• _Problem statement_: How many lines of the listing below contain the string "plank"? Case counts; give only the number.

• _Supplied information_:
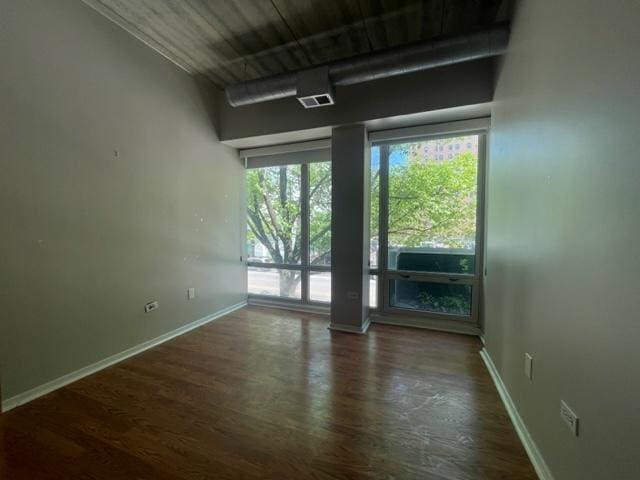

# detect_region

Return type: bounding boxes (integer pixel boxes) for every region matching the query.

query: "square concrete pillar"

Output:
[329,125,371,333]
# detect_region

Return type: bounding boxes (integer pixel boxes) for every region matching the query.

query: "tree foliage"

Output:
[247,139,477,296]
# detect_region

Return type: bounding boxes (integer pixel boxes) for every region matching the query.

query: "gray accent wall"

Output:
[0,0,246,399]
[485,0,640,480]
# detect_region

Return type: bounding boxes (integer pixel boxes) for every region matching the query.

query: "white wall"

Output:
[0,0,246,399]
[485,0,640,480]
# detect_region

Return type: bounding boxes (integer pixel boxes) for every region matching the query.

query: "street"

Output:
[248,267,377,305]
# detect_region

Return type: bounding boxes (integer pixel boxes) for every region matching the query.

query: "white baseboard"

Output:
[480,348,553,480]
[2,301,247,412]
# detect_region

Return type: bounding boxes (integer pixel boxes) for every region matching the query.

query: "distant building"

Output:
[411,135,479,160]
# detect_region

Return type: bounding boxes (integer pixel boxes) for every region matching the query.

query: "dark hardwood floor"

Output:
[0,308,536,480]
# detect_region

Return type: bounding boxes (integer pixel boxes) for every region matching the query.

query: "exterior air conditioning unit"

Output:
[296,65,335,108]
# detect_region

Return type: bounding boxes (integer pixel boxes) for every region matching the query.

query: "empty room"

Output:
[0,0,640,480]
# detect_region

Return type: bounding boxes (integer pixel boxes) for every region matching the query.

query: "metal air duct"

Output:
[225,25,509,107]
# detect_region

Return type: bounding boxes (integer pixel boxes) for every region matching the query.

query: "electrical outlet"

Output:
[524,353,533,380]
[560,400,580,437]
[144,300,160,313]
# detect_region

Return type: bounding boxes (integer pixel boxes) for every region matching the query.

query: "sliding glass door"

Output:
[247,154,331,304]
[371,134,484,322]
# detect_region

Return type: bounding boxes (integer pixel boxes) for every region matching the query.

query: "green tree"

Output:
[247,162,331,296]
[247,139,477,296]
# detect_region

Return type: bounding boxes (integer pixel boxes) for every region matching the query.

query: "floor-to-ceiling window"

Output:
[247,144,331,304]
[370,127,484,322]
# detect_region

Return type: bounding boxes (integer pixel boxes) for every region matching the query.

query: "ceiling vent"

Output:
[298,93,334,108]
[296,65,335,108]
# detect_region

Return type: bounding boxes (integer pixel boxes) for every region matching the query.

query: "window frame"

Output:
[369,124,489,327]
[239,139,331,309]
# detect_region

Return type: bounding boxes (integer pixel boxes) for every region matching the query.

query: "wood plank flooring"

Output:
[0,307,536,480]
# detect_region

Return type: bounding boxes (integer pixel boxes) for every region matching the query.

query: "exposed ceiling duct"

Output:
[225,25,509,107]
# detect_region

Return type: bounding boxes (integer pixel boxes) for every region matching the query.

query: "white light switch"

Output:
[560,400,580,437]
[524,353,533,380]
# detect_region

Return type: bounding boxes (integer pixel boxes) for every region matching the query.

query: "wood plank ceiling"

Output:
[84,0,512,88]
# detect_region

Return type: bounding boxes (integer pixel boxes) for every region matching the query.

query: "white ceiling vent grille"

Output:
[296,65,336,108]
[298,93,334,108]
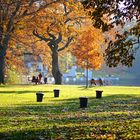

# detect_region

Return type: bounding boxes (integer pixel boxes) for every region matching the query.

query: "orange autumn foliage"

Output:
[72,27,104,70]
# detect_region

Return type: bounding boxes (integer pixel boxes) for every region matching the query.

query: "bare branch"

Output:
[56,32,62,44]
[47,27,56,40]
[33,30,51,42]
[58,36,73,51]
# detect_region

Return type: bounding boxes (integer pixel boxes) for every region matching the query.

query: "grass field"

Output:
[0,85,140,140]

• _The solution_: 2